§ **Reading text**:
===============

To apply the concept of angular momentum conservation, there should be no external torque before and after

As the asteroid is travelling directly towards the center of the Earth, after impact ,it does not impose any torque on earth's rotation, So angular momentum of earth is conserved

⇒ $I_{1} \times W_{1} =I_{2} \times W_{2}$

$I_{1}$ is the moment of interia of earth before impact
$W_{1}$ is the angular velocity of earth about an axis passing through the center of earth before impact
$I_{2}$ is moment of interia of earth and asteroid system
$W_{2}$ is the angular velocity of earth and asteroid system about the same axis

let $W_{1}=W$

since $\text{Time period of rotation}∝$ $\frac{1}{\text{Angular velocity}}$

⇒ if time period is to increase by 25%, which is $\frac{5}{4}$ times, the angular velocity decreases 25% which is $\frac{4}{5}$ times

therefore $W_{1}$ $=$ $\frac{4}{5} \times W_{1}$

$I_{1}=\frac{2}{5} \times M\times R^{2}$ (moment of inertia of solid sphere)

===============

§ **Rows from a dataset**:
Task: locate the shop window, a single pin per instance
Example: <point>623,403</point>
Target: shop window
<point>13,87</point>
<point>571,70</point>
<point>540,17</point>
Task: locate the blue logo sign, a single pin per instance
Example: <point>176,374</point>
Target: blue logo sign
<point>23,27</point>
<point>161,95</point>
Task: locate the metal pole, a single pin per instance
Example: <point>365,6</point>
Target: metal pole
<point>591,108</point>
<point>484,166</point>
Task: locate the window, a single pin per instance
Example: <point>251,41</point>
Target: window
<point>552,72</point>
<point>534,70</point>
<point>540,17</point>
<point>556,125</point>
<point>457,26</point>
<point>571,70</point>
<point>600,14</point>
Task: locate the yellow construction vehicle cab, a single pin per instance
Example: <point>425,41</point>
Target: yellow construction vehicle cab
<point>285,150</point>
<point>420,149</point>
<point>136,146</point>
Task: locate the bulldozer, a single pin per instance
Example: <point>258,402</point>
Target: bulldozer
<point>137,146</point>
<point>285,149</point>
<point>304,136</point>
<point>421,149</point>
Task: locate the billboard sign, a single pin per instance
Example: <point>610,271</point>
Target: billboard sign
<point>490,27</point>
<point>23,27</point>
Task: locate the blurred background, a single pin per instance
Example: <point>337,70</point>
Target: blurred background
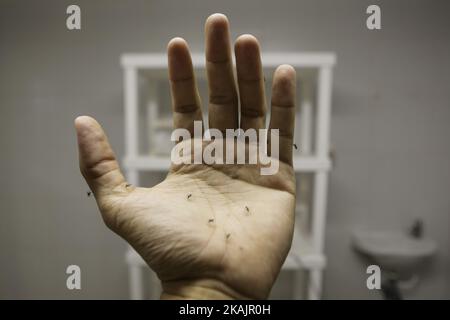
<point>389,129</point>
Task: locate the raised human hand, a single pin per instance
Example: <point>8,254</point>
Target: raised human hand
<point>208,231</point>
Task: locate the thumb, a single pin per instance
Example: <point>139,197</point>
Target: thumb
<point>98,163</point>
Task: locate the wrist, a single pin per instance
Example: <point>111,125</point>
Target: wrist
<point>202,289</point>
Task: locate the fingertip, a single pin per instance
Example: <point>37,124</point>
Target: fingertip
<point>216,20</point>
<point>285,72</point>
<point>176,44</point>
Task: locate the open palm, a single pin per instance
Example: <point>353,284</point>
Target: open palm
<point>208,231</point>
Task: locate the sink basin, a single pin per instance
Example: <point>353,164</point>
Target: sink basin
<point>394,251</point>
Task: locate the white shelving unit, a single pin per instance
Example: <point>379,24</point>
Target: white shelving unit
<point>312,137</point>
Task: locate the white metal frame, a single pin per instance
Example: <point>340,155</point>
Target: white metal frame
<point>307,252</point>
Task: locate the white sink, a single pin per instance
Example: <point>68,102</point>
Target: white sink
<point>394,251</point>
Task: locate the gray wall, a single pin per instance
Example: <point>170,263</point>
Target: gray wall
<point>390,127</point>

===============

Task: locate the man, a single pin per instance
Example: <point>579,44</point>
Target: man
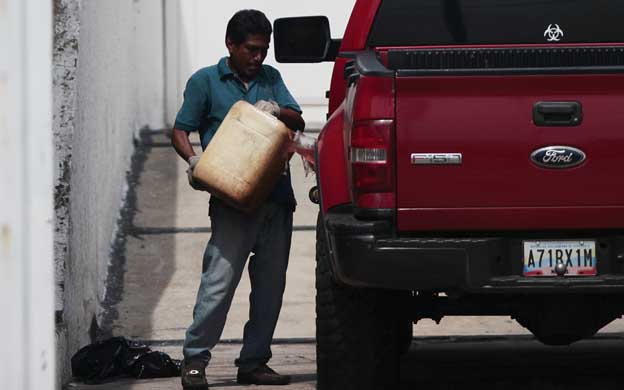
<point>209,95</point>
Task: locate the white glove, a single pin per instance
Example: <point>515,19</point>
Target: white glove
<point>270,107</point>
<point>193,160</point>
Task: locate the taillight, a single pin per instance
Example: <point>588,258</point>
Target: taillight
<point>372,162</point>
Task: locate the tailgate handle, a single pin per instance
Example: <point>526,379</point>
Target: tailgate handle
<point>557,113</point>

===============

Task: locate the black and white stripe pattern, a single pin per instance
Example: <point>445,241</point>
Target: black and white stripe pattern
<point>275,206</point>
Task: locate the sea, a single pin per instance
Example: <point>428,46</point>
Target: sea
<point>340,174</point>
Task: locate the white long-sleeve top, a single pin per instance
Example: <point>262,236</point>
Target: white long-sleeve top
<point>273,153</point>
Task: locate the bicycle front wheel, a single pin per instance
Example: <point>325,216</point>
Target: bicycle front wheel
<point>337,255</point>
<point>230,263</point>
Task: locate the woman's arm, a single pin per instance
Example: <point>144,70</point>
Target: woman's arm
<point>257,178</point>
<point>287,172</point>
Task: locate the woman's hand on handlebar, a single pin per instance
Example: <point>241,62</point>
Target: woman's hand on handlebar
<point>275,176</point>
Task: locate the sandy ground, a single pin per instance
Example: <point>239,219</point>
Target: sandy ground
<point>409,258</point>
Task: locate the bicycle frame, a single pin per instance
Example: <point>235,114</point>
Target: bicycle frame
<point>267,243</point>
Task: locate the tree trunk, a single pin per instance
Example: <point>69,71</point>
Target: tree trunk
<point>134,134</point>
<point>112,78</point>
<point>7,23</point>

===============

§ **Instruction A**: In the asteroid impact text, what expression is given for the Earth's moment of inertia before the impact?
§ **Instruction B**: Go on with the asteroid impact text from where it stops.
The rows have nothing to do with what you're asked to do here.

§ **Exercise result A**: I₁ = 2/5 × M × R², the moment of inertia of a solid sphere.

§ **Exercise result B**:
where M is mass of earth

R is radius of earth

$I_{2}=\frac{2}{5} \times M\times R^{2}+M_{1}\times R^{2}$

(As given asteroid is very small compared to earth, we assume it be a particle compared to earth, therefore by parallel axis theorem we find its moment of inertia with respect to axis)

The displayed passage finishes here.